» SHORT TASK:
Repeat the lines of the listing below word for word, starting at the line that contains "Agricultural drone survey: scan the aerial photo for cooled" and ending at the line that contains "0, 78, 600, 356", both included.

++++ RECORDS PROVIDED ++++

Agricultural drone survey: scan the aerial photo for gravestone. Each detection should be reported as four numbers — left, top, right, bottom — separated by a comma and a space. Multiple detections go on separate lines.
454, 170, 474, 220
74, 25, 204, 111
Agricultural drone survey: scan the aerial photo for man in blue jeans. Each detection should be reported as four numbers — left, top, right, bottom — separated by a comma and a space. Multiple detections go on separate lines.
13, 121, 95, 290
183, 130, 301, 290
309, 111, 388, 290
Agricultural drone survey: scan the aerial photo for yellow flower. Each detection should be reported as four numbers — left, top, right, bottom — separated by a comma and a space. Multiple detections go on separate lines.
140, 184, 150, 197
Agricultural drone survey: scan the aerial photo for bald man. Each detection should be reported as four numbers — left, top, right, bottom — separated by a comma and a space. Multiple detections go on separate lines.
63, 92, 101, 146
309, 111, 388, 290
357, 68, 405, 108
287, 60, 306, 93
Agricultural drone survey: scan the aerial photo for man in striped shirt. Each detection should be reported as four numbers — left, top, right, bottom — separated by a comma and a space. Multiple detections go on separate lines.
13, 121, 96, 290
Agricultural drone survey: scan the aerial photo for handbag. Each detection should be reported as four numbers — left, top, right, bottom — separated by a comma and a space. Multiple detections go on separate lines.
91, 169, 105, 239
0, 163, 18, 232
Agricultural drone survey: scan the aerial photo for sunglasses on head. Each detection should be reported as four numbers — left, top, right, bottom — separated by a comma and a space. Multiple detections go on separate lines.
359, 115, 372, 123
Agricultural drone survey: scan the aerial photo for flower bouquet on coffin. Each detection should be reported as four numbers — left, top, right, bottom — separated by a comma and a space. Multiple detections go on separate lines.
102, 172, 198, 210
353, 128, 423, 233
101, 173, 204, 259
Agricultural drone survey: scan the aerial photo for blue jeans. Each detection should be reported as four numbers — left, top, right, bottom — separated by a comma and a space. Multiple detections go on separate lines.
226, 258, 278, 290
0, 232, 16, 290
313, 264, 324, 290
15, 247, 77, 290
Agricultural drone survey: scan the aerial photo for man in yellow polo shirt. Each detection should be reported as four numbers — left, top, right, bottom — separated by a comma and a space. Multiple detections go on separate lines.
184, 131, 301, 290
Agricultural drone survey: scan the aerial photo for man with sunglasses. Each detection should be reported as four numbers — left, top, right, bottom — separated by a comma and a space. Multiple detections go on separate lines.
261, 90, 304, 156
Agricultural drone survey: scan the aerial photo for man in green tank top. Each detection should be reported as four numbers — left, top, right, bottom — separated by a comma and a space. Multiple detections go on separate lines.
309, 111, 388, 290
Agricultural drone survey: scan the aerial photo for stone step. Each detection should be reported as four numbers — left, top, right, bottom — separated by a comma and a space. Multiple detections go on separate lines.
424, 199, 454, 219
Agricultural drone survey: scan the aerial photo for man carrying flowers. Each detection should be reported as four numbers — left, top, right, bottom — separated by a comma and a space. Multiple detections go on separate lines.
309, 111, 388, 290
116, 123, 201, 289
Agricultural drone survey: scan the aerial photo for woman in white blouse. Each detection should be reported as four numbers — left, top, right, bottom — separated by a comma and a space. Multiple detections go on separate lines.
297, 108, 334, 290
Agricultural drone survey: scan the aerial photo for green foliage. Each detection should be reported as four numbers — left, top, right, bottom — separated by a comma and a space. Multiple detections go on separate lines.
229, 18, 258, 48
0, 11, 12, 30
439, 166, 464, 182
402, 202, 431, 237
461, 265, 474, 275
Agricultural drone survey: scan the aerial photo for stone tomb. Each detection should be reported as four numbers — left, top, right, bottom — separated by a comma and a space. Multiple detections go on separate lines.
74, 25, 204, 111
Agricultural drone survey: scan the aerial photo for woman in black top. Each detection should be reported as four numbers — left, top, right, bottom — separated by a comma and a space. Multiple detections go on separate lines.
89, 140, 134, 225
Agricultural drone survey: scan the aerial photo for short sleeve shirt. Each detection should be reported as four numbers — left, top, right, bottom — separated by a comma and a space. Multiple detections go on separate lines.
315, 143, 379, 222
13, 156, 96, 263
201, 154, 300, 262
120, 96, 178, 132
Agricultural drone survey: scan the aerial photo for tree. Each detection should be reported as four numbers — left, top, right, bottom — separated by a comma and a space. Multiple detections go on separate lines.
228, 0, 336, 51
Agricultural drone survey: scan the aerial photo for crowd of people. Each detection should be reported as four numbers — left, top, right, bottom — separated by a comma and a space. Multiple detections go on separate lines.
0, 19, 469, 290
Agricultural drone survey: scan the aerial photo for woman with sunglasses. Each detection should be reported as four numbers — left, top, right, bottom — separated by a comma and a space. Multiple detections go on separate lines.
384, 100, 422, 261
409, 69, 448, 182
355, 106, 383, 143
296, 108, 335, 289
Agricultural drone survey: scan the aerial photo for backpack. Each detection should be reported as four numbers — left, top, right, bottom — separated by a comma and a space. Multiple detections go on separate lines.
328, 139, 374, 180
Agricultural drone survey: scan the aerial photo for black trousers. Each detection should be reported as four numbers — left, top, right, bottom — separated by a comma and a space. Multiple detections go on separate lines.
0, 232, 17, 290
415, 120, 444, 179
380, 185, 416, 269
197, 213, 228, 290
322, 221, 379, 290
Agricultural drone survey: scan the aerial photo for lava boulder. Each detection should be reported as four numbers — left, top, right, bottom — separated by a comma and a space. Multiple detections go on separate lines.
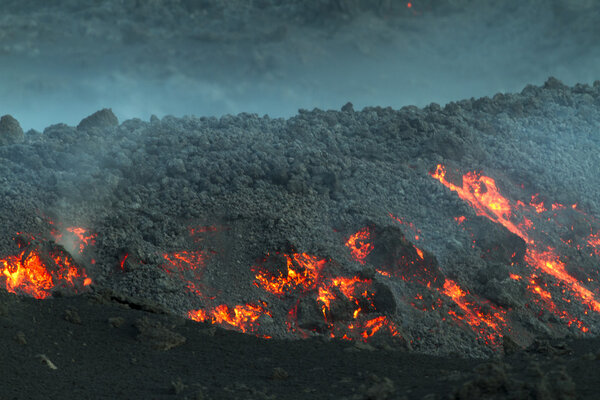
0, 115, 25, 146
77, 108, 119, 130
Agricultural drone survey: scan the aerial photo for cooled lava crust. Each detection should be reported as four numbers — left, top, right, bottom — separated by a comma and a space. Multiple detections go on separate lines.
0, 78, 600, 398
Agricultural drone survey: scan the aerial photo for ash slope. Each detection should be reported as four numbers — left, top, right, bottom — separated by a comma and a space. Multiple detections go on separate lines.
0, 290, 599, 400
0, 78, 600, 356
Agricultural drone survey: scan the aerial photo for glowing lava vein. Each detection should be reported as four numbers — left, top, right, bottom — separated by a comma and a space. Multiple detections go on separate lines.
431, 165, 600, 332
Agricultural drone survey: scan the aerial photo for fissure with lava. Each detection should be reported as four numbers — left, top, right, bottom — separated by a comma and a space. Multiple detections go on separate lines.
0, 165, 600, 347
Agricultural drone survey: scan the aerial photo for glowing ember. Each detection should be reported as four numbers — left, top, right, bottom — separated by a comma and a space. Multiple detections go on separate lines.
431, 165, 600, 332
188, 304, 271, 332
0, 236, 92, 299
253, 253, 327, 295
525, 249, 600, 312
443, 279, 506, 342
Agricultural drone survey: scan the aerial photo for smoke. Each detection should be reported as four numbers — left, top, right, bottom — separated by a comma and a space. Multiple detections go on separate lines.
0, 0, 600, 130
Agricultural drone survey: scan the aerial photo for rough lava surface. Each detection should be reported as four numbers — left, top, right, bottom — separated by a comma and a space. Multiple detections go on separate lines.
0, 78, 600, 357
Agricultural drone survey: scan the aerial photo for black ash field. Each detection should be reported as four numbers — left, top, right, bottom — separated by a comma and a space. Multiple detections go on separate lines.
0, 1, 600, 399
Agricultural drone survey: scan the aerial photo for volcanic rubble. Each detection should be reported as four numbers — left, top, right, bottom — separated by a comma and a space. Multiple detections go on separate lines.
0, 78, 600, 398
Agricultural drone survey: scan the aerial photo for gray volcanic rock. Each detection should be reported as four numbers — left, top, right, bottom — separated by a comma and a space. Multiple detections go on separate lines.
0, 115, 24, 146
77, 108, 119, 130
0, 80, 600, 357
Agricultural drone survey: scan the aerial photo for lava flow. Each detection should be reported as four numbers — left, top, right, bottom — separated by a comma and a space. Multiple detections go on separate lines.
0, 235, 92, 299
431, 165, 600, 332
346, 222, 506, 346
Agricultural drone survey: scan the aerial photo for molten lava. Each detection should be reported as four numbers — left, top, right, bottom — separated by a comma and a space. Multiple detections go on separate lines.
252, 253, 327, 296
0, 235, 92, 299
188, 304, 271, 332
431, 165, 600, 332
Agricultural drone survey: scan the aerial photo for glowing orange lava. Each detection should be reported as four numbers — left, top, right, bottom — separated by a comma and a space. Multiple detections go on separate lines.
443, 279, 506, 343
431, 165, 600, 332
188, 304, 271, 332
0, 236, 92, 299
253, 253, 327, 295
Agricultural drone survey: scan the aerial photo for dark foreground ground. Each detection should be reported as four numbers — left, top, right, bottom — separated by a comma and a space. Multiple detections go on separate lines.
0, 291, 600, 400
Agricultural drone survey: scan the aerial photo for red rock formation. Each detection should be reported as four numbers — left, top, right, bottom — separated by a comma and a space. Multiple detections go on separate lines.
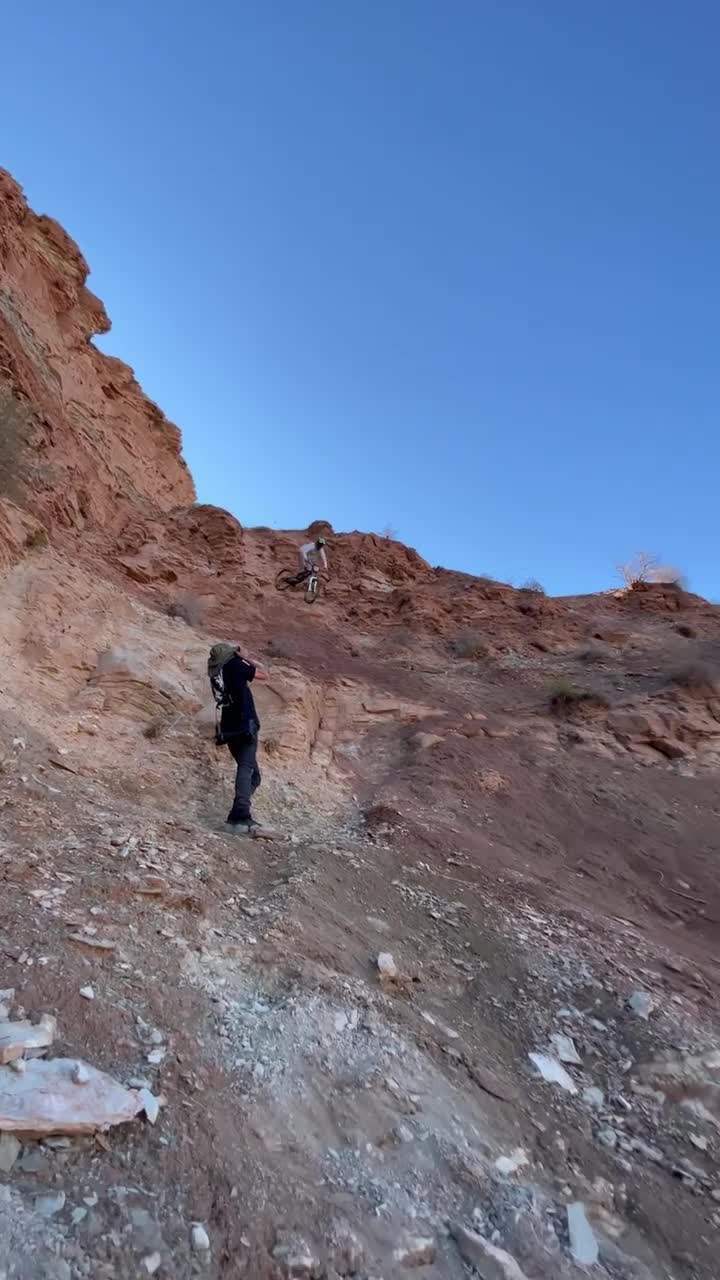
0, 169, 195, 530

++++

» EXPECTED ANSWER:
Agricultural drone survey: scan the aerial photo for cooled lava crust. Each detection should be reported as four numbers — left, top, right, bottom — separated by a comma and a space. Multiple detections go on separate lines.
0, 78, 600, 398
Agricultural drone survey: scan the aerial photo for ash slope. Each detection should be reported as four numbers — left, top, right, bottom — separated by a comma and a space. Multiple detections go on separate lines.
0, 290, 599, 400
0, 78, 600, 356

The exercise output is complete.